● Extract to read
[MUD-Dev] Re:Blacksnow revisited

Hans-Henrik Staerfeldt hhs at cbs.dtu.dk
Mon Apr 15 12:27:39 New Zealand Standard Time 2002


On Thu, 11 Apr 2002, Norman Short wrote:

> Why you guys think rewarding college kids perpetually skipping
> class over adults working a job and raising a family is a choice
> I'm not sure you've explored fully.

This is a good question. I guess that the answer is that 'college
kids perpetually skipping class' so far has proven to be the largest
and most profittable customer base. If not, the big game companies
would surely take up your challenge.

> Seems to me supporting people without 16 hours a day to devote to
> your game but who are emotionally and psychologically stable
> adults would be in your interest.  Instead your community will be
> led by people with the most time.

Depends; do you want your community to server the few with much
money or the many with less money? You could support both at a risk
of loosing buisness, if you forced a limit on online time (evening
out the problem of people having less time).

> That isn't the reason I see this as a devolving game genre in
> holding my interest, however.

Well, actually its been this way up until now i guess. Devolving
would be a wrong word to use. Stagnation would perhaps be better
fitting word if you want it to change.

> It's what I see as you folks and your attitude about ownership and
> EULA's.  So you want me to understand at all times that you own my
> character, my account, and every item in my inventory.  Well,
> doesn't sound like the word "my" applies at all anymore.

● Provided material
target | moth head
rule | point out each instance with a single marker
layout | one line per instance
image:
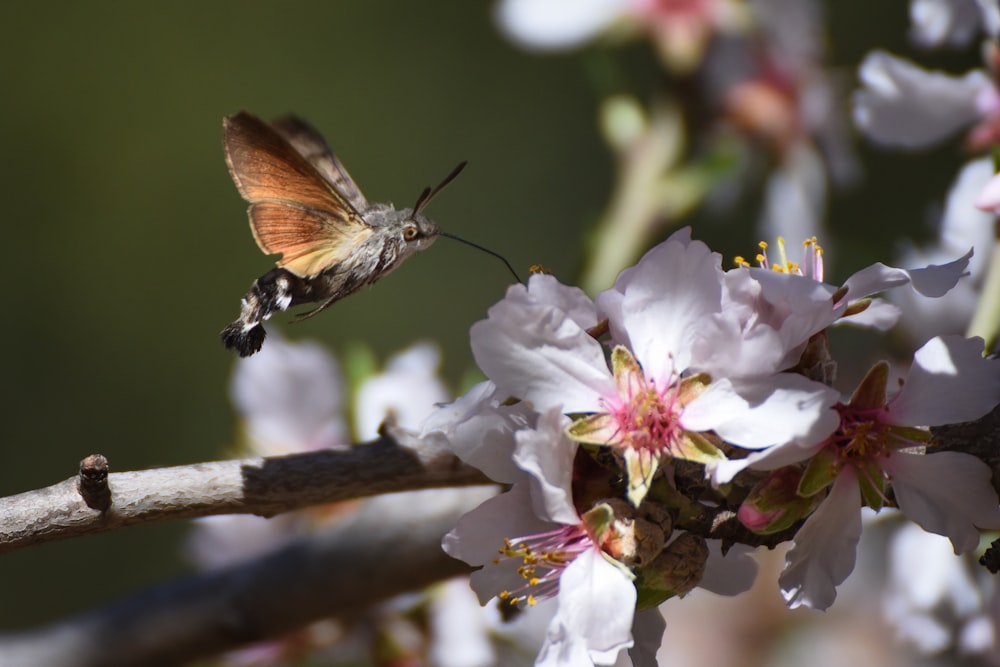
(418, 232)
* * *
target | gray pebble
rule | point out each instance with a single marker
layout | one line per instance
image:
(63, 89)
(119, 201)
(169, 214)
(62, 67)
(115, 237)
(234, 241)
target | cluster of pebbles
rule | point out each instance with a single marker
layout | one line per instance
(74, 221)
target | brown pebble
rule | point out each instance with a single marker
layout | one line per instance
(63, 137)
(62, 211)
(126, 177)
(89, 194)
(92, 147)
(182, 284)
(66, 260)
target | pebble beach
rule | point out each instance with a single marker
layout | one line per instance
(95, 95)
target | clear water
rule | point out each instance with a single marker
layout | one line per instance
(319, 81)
* * *
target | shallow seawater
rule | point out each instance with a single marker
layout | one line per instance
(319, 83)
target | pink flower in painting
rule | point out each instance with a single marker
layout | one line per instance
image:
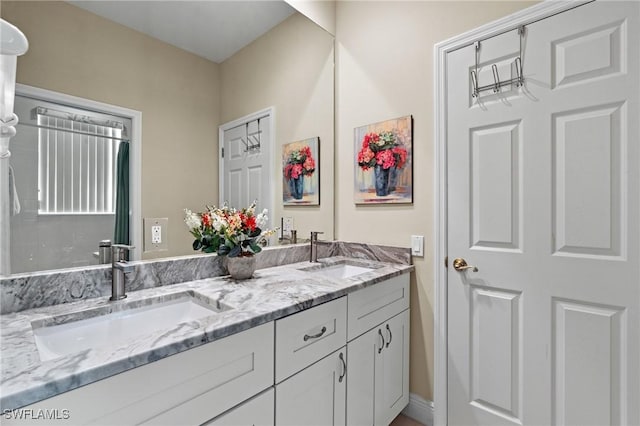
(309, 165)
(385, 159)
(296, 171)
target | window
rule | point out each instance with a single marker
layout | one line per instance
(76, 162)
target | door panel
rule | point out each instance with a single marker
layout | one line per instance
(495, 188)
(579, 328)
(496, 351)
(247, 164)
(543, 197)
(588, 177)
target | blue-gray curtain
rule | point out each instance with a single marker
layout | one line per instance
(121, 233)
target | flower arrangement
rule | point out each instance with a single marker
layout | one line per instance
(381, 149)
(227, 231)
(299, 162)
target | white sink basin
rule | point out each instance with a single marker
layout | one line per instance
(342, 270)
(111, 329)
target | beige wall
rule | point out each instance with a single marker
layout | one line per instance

● Task set
1. In the MUD-Dev post, what does the reply say has so far proven to be the largest and most profitable customer base?
2. Do these statements agree with the MUD-Dev post? Answer yes or no for each and quote the deciding words. (a) The quoted message from Norman Short was written on Thursday, 11 April 2002. (b) The reply agrees that "devolving" is the right word for the genre. (c) The reply mentions forcing a limit on online time.
3. Carry on the MUD-Dev post from its last sentence.

● Replies
1. College kids perpetually skipping class.

2.
(a) Yes: "On Thu, 11 Apr 2002, Norman Short wrote:"
(b) No: "Devolving would be a wrong word to use."
(c) Yes: "if you forced a limit on online time"

3.
No, and this is the common problem when working with immersive
worlds. The player will identify with the character to the point
where they think of the character as 'me'. If this was legally true,
you could sue people for murder if they killed your character.

> Those houses I built in UO?  Just rented I guess.  Why was I
> interested in spending the many hours to get the wealth to build
> them again?  I feel like all I'm doing is working for you now and
> paying for the privilege.

> Somehow you're going to have to lie to me and let me pretend I
> have some sense of ownership over what I acquire with my time in
> game, when in reality you don't want me to have any ownership at
> all.

That lie is called immersion, and is in effect the price you pay for
a game worth playing. You can do everything to spoil the illusion of
immertion and it would ruin the game entirely. The world is fantasy,
the character is fantasy, the spells and items are fantasy too, and
none of it is real in the sense we normally put in it.

> When you speak honestly about that desire, you leave little left
> for me to enjoy in your game, since I know that I'm just hitting a
> lever for a pellet, and you own the pellet, the wheel, and even
> "me" as it exists in game.  Maybe it's legal (maybe), but it sure
> aint fun.

Play a good game of flipper at the local mall and you have the same
setup. You don't own anything, not even the right to the highscore
on the board. However many people enjoy it perfectly well all the
same.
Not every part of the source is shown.